● WORK REQUEST: Although the records contain pictures, only their text should be set down, exactly as written.

[Natural-language object grounding data]
────────
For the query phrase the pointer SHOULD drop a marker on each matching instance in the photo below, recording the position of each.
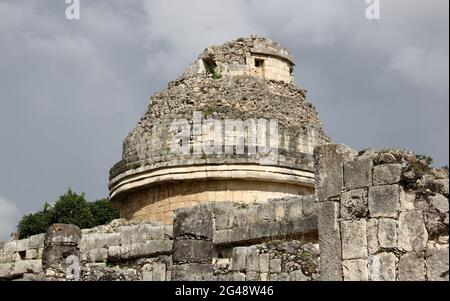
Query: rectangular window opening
(259, 63)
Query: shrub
(70, 208)
(103, 212)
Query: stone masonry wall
(382, 216)
(281, 233)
────────
● RESPONSE TO THE TASK:
For the query phrase the pointer SHOULD drop a marker on each matching instance in the photo below, recording the position of each.
Query: rectangular window opening
(259, 63)
Query: shrub
(70, 208)
(103, 212)
Query: stone masonry wall
(382, 216)
(281, 233)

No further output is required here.